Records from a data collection
◆ ◆ ◆
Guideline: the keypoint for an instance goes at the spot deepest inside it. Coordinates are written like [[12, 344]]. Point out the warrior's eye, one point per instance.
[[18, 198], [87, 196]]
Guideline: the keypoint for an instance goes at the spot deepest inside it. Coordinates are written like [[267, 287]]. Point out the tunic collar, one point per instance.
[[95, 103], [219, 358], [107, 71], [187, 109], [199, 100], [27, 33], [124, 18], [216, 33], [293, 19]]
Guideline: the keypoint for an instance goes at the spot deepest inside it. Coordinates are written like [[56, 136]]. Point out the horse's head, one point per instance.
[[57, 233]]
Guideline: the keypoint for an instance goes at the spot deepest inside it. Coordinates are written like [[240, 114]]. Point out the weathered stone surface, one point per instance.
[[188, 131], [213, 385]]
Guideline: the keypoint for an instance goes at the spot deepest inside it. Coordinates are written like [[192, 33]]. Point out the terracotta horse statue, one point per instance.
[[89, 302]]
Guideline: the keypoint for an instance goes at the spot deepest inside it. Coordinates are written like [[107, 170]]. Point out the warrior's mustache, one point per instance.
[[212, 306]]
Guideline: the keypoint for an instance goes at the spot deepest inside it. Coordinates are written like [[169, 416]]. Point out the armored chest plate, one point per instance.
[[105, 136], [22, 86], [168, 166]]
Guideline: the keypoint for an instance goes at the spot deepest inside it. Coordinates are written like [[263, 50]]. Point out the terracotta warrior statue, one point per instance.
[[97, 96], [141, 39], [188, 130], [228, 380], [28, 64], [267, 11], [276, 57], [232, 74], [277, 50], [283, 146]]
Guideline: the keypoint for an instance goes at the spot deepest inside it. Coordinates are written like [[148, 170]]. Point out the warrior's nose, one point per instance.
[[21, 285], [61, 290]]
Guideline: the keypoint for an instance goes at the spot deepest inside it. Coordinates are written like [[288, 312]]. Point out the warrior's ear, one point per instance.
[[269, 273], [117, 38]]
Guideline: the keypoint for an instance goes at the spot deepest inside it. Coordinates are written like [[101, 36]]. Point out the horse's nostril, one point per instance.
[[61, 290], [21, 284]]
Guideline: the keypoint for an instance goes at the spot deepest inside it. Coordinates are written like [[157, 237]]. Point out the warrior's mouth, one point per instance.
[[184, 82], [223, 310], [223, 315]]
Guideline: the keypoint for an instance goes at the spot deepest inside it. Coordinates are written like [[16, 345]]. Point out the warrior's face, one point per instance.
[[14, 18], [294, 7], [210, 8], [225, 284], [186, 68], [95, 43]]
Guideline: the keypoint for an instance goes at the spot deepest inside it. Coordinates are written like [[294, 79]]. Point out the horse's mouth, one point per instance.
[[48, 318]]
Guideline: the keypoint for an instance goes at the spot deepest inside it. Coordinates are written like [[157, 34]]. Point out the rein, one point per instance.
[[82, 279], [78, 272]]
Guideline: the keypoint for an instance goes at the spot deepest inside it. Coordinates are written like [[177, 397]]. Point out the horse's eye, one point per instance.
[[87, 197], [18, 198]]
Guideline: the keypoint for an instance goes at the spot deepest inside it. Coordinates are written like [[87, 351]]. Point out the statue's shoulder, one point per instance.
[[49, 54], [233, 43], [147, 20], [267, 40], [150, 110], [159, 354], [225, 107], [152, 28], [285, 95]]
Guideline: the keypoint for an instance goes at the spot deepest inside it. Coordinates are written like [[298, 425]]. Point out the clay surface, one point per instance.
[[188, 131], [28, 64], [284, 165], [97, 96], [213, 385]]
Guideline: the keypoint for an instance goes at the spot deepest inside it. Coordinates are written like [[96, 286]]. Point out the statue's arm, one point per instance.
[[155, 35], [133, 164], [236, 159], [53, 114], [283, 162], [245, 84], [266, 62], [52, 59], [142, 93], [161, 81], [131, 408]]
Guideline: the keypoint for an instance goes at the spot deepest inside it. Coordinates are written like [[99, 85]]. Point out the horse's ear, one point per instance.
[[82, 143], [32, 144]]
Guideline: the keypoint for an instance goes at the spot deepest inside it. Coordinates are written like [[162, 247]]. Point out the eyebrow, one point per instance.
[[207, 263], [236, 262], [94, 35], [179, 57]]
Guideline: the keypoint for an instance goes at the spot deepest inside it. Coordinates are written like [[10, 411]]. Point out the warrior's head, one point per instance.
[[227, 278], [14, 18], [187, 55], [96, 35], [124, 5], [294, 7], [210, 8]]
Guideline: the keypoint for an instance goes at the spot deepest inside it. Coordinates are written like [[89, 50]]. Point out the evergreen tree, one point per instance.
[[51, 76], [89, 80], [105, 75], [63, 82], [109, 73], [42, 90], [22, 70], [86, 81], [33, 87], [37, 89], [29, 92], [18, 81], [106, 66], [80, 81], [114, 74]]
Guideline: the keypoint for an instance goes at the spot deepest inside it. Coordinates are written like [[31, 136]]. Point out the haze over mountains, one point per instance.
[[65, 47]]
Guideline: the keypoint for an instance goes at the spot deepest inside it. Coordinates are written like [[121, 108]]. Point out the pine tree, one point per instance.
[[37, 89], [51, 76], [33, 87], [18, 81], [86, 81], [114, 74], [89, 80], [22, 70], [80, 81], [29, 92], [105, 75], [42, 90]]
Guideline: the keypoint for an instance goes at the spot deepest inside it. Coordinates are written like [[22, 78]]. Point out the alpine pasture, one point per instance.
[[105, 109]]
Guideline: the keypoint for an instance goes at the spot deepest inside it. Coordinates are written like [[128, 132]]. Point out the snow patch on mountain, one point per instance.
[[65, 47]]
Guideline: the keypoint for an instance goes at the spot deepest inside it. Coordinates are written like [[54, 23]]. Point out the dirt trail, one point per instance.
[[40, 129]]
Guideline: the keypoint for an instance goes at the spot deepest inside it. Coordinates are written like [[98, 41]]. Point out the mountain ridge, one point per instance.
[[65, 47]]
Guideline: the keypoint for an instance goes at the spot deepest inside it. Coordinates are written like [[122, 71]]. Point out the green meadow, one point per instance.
◆ ◆ ◆
Exercise: Format every line of the records as a JSON list of strings, one string per line, leaving out blank lines.

Written answer:
[
  "Guideline: the keypoint for an instance goes at the spot deepest inside it. Coordinates are written like [[12, 344]]. Point out the warrior's eye, one point per instance.",
  "[[18, 198], [87, 196]]",
  "Guideline: the keypoint for an instance goes at the spot deepest inside it. Coordinates are written like [[267, 287]]. Point out the tunic collar, one point per instance.",
  "[[95, 103], [219, 358], [107, 71], [187, 109], [199, 100], [27, 33], [124, 18], [216, 33], [293, 19]]",
  "Guideline: the keypoint for an instance goes at the spot deepest inside it. Coordinates are written like [[56, 136]]. Point out the horse's head, one point per instance.",
  "[[57, 233]]",
  "Guideline: the keypoint for an instance goes at the spot deepest inside it. Coordinates are written like [[240, 114]]. Point out the weathered stone surface, one point per instance.",
  "[[188, 131], [213, 385]]",
  "Guideline: the keypoint for an instance goes at the spot deepest inside it. Coordinates are written like [[192, 33]]. Point out the terracotta horse statue, one point per instance.",
  "[[89, 302]]",
  "Guideline: the keypoint for an instance goes at the spot deepest inside it. Coordinates are written like [[107, 170]]. Point out the warrior's mustache, one point per instance.",
  "[[212, 306]]",
  "Guideline: the keypoint for an instance goes at the spot deepest inside it. Coordinates are written like [[169, 416]]. Point out the armored chest plate, one point per instance.",
  "[[105, 136], [22, 86], [168, 166]]",
  "Guideline: the keypoint for an instance goes at the spot deepest inside it. Coordinates are written like [[263, 50]]. Point out the terracotta warrior statue, one point per instance.",
  "[[97, 96], [141, 39], [188, 130], [228, 380], [28, 64], [267, 11], [276, 57], [232, 74], [277, 50], [283, 146]]",
  "Guideline: the keypoint for an instance goes at the spot deepest inside it. Coordinates are written like [[148, 170]]. Point out the warrior's nose, one point per instance.",
  "[[21, 285], [61, 290]]",
  "Guideline: the keypoint for an instance goes at the spot deepest inside it. Coordinates are written like [[288, 312]]. Point out the warrior's ear, one point per instance.",
  "[[269, 273], [117, 38]]",
  "Guideline: the keypoint for an instance goes at the spot deepest inside it. Coordinates are written like [[101, 36]]. Point out the horse's nostril, one point per instance.",
  "[[61, 290], [21, 284]]",
  "Guideline: the keypoint for an instance goes at the spot deepest inside it. Coordinates are written like [[157, 237]]. Point out the warrior's mouth, one point per instance.",
  "[[184, 82], [223, 310], [223, 315]]",
  "Guideline: the keypoint for an instance goes at the spot deepest inside it. Coordinates are written like [[16, 345]]. Point out the warrior's face, one point per instance.",
  "[[14, 18], [294, 7], [210, 8], [225, 284], [186, 68], [95, 43]]",
  "Guideline: the keypoint for an instance goes at the spot deepest inside it. Coordinates are written like [[294, 79]]. Point out the horse's mouth, one point per instance.",
  "[[48, 318]]",
  "Guideline: the keypoint for an instance goes at the spot deepest inside it. Coordinates are written like [[157, 34]]. Point out the rein, one point per instance.",
  "[[82, 279], [78, 272]]",
  "Guideline: the keypoint for an instance goes at the spot deepest inside it. Coordinates are written like [[177, 397]]. Point out the horse's eye, one point per instance.",
  "[[87, 197], [18, 198]]",
  "Guideline: the keypoint for an instance goes at the spot deepest inside it. Coordinates are written like [[87, 351]]. Point out the statue's shoulder, one point per instance.",
  "[[49, 54], [233, 43], [147, 20], [267, 40], [150, 110], [159, 354], [225, 107], [152, 28], [285, 95]]",
  "Guideline: the keypoint for an instance goes at the spot deepest inside it. Coordinates are written like [[298, 425]]. Point out the clay surface, one point per instance.",
  "[[188, 131], [28, 64], [284, 165], [97, 96], [213, 385]]",
  "Guideline: the keypoint for an instance goes at the spot deepest inside it. Coordinates are written like [[96, 286]]. Point out the statue's arm, one point per instance.",
  "[[155, 35], [133, 164], [236, 159], [53, 114], [283, 162], [245, 84], [266, 62], [52, 59], [142, 93], [161, 81], [131, 408]]",
  "Guideline: the keypoint for an instance goes at the spot deepest inside it. Coordinates are written like [[99, 85]]. Point out the horse's ear, one point per instance.",
  "[[82, 143], [32, 144]]",
  "Guideline: the keypoint for an instance goes at the spot deepest inside it. Coordinates are written like [[162, 247]]. Point out the eyebrow, one point per instance.",
  "[[207, 263], [236, 262], [94, 35], [179, 57]]",
  "Guideline: the keypoint for an instance goes at the spot deepest inside it. Coordinates are written like [[10, 411]]. Point out the warrior's head, one point per instance.",
  "[[227, 278], [14, 18], [187, 55], [96, 35], [124, 5], [294, 7], [210, 8]]",
  "Guideline: the keypoint for an instance goes at the spot deepest inside it. Coordinates are written like [[89, 50]]. Point out the evergreen tree, one point per instance.",
  "[[51, 76], [89, 80], [105, 75], [63, 82], [109, 73], [42, 90], [22, 70], [86, 81], [33, 87], [37, 89], [29, 92], [18, 81], [106, 66], [80, 81], [114, 74]]",
  "Guideline: the keypoint for an instance goes at the spot deepest inside it. Coordinates are written like [[31, 136]]. Point out the haze over mountains, one point per instance.",
  "[[65, 47]]",
  "Guideline: the keypoint for an instance goes at the spot deepest inside it. Coordinates are written like [[121, 108]]. Point out the pine tree, one point per instance.",
  "[[37, 89], [51, 76], [33, 87], [18, 81], [86, 81], [114, 74], [89, 80], [22, 70], [80, 81], [29, 92], [105, 75], [42, 90]]",
  "Guideline: the keypoint for an instance goes at the spot deepest inside it. Coordinates are written like [[22, 78]]. Point out the alpine pasture, one point per instance.",
  "[[105, 109]]",
  "Guideline: the keypoint for an instance goes at the spot deepest inside it. Coordinates are written like [[128, 132]]. Point out the snow patch on mountain, one point per instance.",
  "[[65, 47]]",
  "Guideline: the keypoint for an instance goes at the spot deepest inside it. Coordinates are written like [[54, 23]]. Point out the dirt trail, one point per instance.",
  "[[40, 129]]",
  "Guideline: the keypoint for an instance goes at the spot deepest inside it. Coordinates are written like [[98, 41]]. Point out the mountain ridge, one point per instance.",
  "[[65, 47]]",
  "Guideline: the keypoint for an instance goes at the spot deepest inside it. Coordinates are written like [[122, 71]]. Point out the green meadow, one point per instance."
]